Source data -
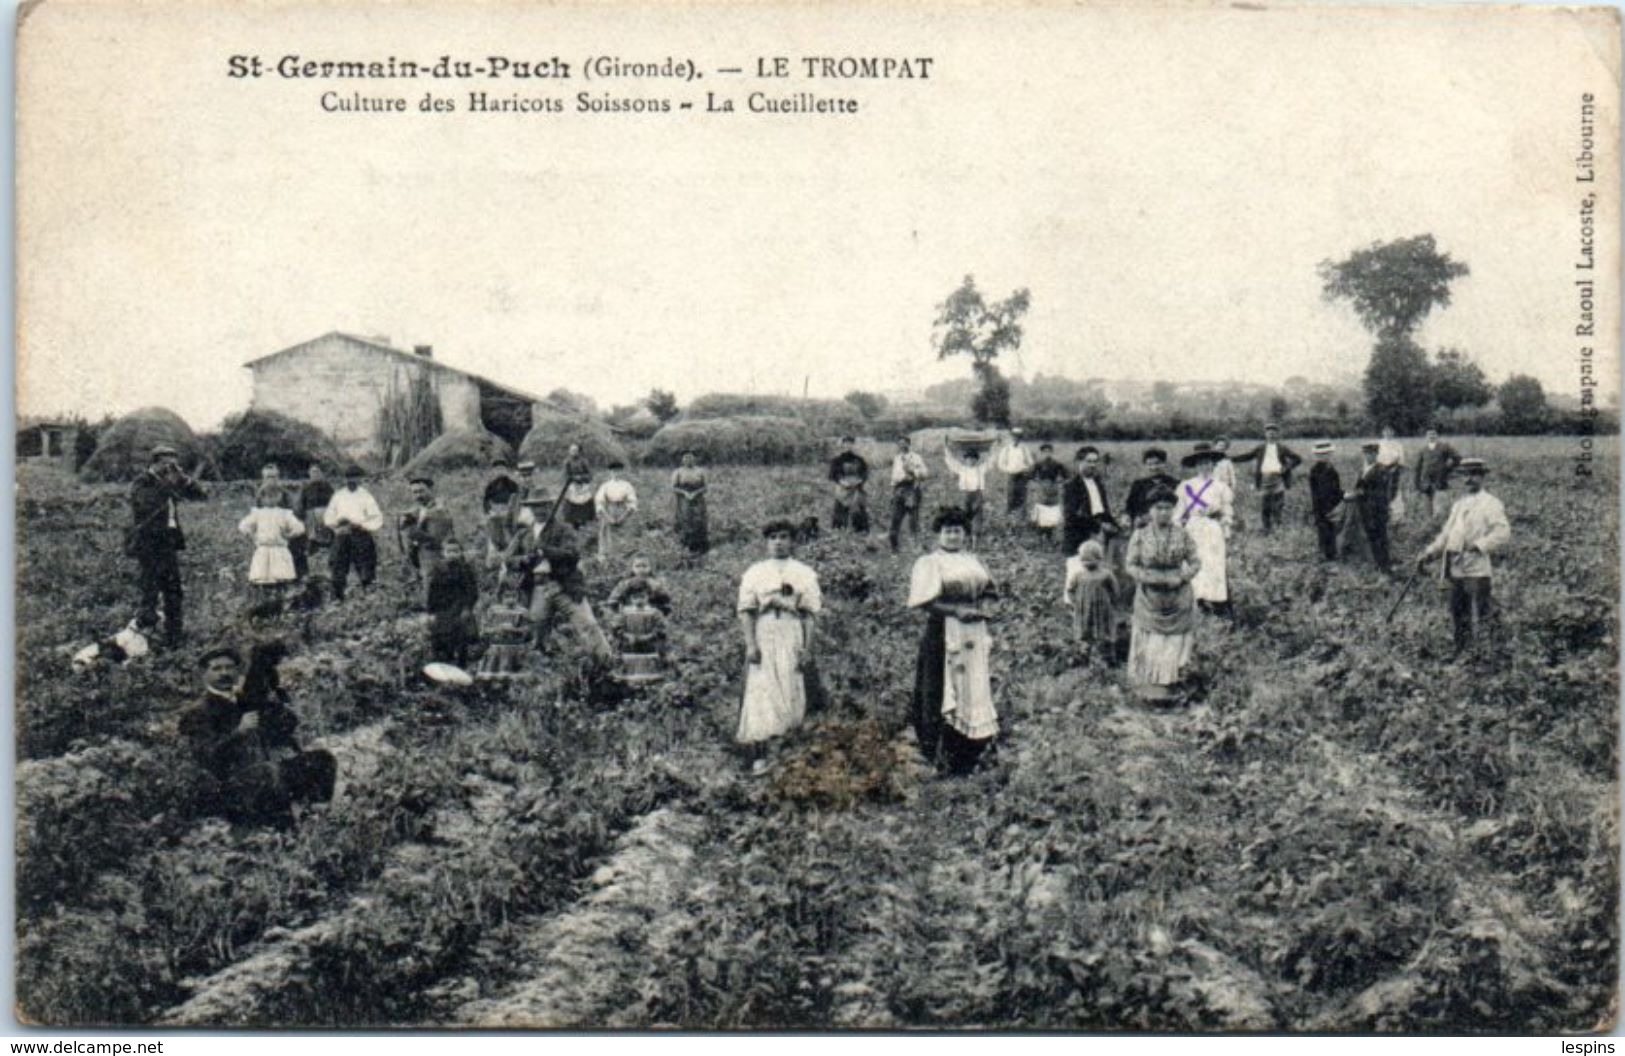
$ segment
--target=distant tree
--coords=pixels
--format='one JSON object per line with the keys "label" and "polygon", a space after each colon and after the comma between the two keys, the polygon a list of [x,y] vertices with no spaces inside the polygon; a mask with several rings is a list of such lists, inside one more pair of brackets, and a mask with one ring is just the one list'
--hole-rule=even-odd
{"label": "distant tree", "polygon": [[1441,348],[1433,357],[1433,404],[1453,411],[1457,407],[1482,407],[1495,395],[1467,353]]}
{"label": "distant tree", "polygon": [[1347,260],[1320,262],[1322,293],[1347,300],[1373,336],[1409,337],[1434,305],[1449,307],[1450,283],[1467,265],[1440,253],[1432,235],[1376,242]]}
{"label": "distant tree", "polygon": [[1219,399],[1219,417],[1230,417],[1230,397],[1228,396],[1224,396]]}
{"label": "distant tree", "polygon": [[1111,401],[1099,393],[1094,393],[1084,402],[1079,417],[1083,419],[1084,428],[1093,433],[1105,423],[1106,416],[1111,413],[1111,410]]}
{"label": "distant tree", "polygon": [[1288,410],[1290,410],[1290,409],[1291,409],[1291,404],[1287,403],[1285,396],[1276,395],[1276,396],[1271,396],[1270,397],[1270,420],[1271,421],[1274,421],[1274,422],[1285,421],[1286,420],[1286,412]]}
{"label": "distant tree", "polygon": [[1514,374],[1496,393],[1501,420],[1509,432],[1529,432],[1546,421],[1546,389],[1527,374]]}
{"label": "distant tree", "polygon": [[569,389],[554,389],[544,397],[544,400],[567,414],[578,414],[584,418],[598,417],[598,401],[591,396],[583,396],[579,392],[571,392]]}
{"label": "distant tree", "polygon": [[1032,296],[1024,289],[1002,301],[988,301],[976,288],[975,278],[967,275],[937,305],[931,343],[938,359],[970,357],[971,372],[980,386],[971,410],[979,422],[1010,424],[1010,385],[999,373],[998,358],[1021,347],[1021,317],[1031,304]]}
{"label": "distant tree", "polygon": [[1338,400],[1337,401],[1337,420],[1340,421],[1340,422],[1346,422],[1346,421],[1348,421],[1348,418],[1349,418],[1349,401],[1347,401],[1347,400]]}
{"label": "distant tree", "polygon": [[1433,372],[1427,353],[1409,337],[1377,340],[1365,368],[1365,409],[1378,425],[1416,432],[1433,417]]}
{"label": "distant tree", "polygon": [[1309,410],[1314,414],[1330,414],[1337,400],[1331,388],[1316,385],[1309,390]]}
{"label": "distant tree", "polygon": [[878,418],[886,412],[886,397],[873,392],[862,392],[854,389],[841,397],[865,418]]}
{"label": "distant tree", "polygon": [[643,405],[649,408],[649,413],[659,419],[662,425],[680,413],[677,397],[665,389],[650,389],[649,395],[643,398]]}
{"label": "distant tree", "polygon": [[1161,411],[1168,410],[1169,406],[1179,396],[1179,386],[1171,381],[1156,381],[1151,383],[1151,402]]}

Work item - Repeat the listing verbatim, pictures excluded.

Exercise result -
$ segment
--target=distant tree
--coords=pixels
--format='one JSON object per line with the keys "label" and "polygon", a space after each colon and after the comma between the two keys, the polygon a list of [x,y] vertices with no spaces inside the polygon; a mask with several rings is a list of such lists, inside one more pair of brackets, and a mask with one ring is just the one list'
--hole-rule=even-odd
{"label": "distant tree", "polygon": [[1441,348],[1433,357],[1433,404],[1453,411],[1457,407],[1482,407],[1495,395],[1467,353]]}
{"label": "distant tree", "polygon": [[1347,260],[1320,262],[1322,293],[1347,300],[1373,336],[1409,337],[1434,305],[1449,307],[1450,283],[1467,265],[1440,253],[1432,235],[1376,242]]}
{"label": "distant tree", "polygon": [[1219,399],[1219,417],[1230,417],[1230,397],[1228,396],[1224,396]]}
{"label": "distant tree", "polygon": [[1111,401],[1099,393],[1094,393],[1084,402],[1079,417],[1083,419],[1084,428],[1093,433],[1105,423],[1106,416],[1111,413],[1111,410]]}
{"label": "distant tree", "polygon": [[1288,410],[1290,410],[1290,409],[1291,409],[1291,404],[1287,403],[1285,396],[1276,395],[1276,396],[1271,396],[1270,397],[1270,420],[1271,421],[1274,421],[1274,422],[1285,421],[1286,420],[1286,412]]}
{"label": "distant tree", "polygon": [[1514,374],[1496,393],[1501,420],[1509,432],[1529,432],[1546,421],[1546,389],[1527,374]]}
{"label": "distant tree", "polygon": [[569,389],[554,389],[544,397],[544,400],[567,414],[578,414],[584,418],[598,417],[598,401],[591,396],[583,396],[579,392],[571,392]]}
{"label": "distant tree", "polygon": [[1032,296],[1024,289],[1002,301],[988,301],[976,288],[975,278],[967,275],[937,305],[931,343],[938,359],[970,357],[971,372],[980,386],[971,410],[979,422],[1010,424],[1010,385],[999,373],[998,358],[1021,347],[1021,317],[1031,304]]}
{"label": "distant tree", "polygon": [[1338,400],[1337,401],[1337,420],[1340,421],[1340,422],[1346,422],[1346,421],[1348,421],[1348,418],[1349,418],[1349,401],[1347,401],[1347,400]]}
{"label": "distant tree", "polygon": [[1433,372],[1427,353],[1409,337],[1377,340],[1365,368],[1365,409],[1378,425],[1416,432],[1433,417]]}
{"label": "distant tree", "polygon": [[1309,410],[1314,414],[1330,414],[1337,400],[1331,388],[1316,385],[1309,390]]}
{"label": "distant tree", "polygon": [[878,418],[886,412],[886,397],[873,392],[862,392],[854,389],[841,397],[865,418]]}
{"label": "distant tree", "polygon": [[643,405],[649,408],[649,413],[659,419],[662,425],[680,413],[677,397],[665,389],[650,389],[649,395],[643,398]]}
{"label": "distant tree", "polygon": [[1161,411],[1168,410],[1169,406],[1179,396],[1179,386],[1171,381],[1156,381],[1151,383],[1151,402]]}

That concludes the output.